**Input data**

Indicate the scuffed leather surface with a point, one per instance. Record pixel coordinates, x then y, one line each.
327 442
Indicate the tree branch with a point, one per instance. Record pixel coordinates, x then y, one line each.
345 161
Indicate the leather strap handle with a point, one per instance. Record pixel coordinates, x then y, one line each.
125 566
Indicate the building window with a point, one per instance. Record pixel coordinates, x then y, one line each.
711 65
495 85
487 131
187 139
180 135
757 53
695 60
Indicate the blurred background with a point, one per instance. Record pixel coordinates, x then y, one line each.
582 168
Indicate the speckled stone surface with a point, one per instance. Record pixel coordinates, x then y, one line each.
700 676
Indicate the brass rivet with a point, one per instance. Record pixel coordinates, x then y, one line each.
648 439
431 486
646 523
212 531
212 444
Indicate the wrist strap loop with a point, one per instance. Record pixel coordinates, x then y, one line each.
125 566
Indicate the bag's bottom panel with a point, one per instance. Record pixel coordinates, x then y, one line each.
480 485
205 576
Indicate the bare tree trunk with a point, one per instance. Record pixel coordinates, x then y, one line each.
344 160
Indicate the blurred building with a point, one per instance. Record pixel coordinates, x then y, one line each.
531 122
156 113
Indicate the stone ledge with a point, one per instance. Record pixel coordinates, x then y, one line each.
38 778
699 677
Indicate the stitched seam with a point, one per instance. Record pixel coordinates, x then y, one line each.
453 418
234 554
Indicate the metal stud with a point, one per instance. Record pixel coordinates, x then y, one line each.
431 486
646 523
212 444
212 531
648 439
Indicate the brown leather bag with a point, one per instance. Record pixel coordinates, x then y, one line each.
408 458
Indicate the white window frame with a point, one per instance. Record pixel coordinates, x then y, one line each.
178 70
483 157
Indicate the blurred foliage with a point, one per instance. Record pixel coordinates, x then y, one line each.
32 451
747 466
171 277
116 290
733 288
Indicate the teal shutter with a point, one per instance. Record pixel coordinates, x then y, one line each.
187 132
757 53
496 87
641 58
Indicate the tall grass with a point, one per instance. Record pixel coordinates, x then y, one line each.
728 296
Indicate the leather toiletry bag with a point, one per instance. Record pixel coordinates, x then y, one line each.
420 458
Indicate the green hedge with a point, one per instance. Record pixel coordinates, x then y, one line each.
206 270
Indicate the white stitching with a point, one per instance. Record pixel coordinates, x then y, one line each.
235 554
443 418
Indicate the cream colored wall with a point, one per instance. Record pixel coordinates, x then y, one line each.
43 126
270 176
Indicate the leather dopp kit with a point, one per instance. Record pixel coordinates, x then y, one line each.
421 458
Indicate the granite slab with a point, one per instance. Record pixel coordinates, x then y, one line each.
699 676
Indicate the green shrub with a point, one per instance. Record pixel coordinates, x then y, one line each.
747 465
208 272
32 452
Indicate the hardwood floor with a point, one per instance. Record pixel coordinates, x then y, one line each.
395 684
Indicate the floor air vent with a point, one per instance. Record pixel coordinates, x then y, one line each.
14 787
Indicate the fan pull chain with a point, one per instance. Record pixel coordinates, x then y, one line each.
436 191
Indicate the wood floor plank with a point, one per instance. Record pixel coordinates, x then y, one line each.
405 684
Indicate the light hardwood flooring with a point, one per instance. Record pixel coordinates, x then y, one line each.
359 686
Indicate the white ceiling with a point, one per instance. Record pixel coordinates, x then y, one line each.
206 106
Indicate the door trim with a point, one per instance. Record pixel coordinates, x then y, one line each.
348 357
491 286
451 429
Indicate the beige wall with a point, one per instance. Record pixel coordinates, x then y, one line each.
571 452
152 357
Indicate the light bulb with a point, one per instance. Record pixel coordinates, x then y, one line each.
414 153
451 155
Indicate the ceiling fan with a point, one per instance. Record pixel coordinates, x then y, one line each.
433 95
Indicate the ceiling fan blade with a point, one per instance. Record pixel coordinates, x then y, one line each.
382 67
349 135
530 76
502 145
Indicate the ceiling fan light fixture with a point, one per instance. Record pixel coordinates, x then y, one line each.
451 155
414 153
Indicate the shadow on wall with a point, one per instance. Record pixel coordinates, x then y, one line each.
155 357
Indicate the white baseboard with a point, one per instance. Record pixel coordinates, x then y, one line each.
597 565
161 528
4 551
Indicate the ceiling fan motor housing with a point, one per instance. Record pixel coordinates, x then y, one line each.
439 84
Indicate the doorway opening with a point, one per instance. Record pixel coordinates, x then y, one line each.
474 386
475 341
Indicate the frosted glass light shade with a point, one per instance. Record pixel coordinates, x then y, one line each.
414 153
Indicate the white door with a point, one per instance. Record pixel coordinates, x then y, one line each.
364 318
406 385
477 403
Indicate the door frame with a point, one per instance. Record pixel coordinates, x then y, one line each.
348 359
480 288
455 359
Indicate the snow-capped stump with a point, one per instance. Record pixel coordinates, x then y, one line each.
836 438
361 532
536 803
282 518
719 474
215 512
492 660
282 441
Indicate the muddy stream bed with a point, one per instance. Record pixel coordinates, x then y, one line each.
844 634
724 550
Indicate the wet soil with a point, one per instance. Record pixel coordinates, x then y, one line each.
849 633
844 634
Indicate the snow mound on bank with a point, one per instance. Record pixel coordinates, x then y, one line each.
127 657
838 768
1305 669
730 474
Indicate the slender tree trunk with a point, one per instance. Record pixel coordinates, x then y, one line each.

**Stated exercise**
Output exactly the lines above, from the one holding "Indicate the muddy" through the end of the data, including the first and last.

**Output**
Indicate the muddy stream bed with a point, one per instance. Record pixel coordinates, x then y, one line each.
844 634
724 550
Indicate the wet soil with a point, one per instance. Record pixel coordinates, x then y, one line each.
849 633
844 634
Indicate the snow mound on bank with a point, one per instance. Record pixel coordinates, x then y, one line each.
127 657
838 768
1305 669
730 474
Indicate the slender tree trunk with a point, one per instance. Record pixel coordinates, x then y, one line each.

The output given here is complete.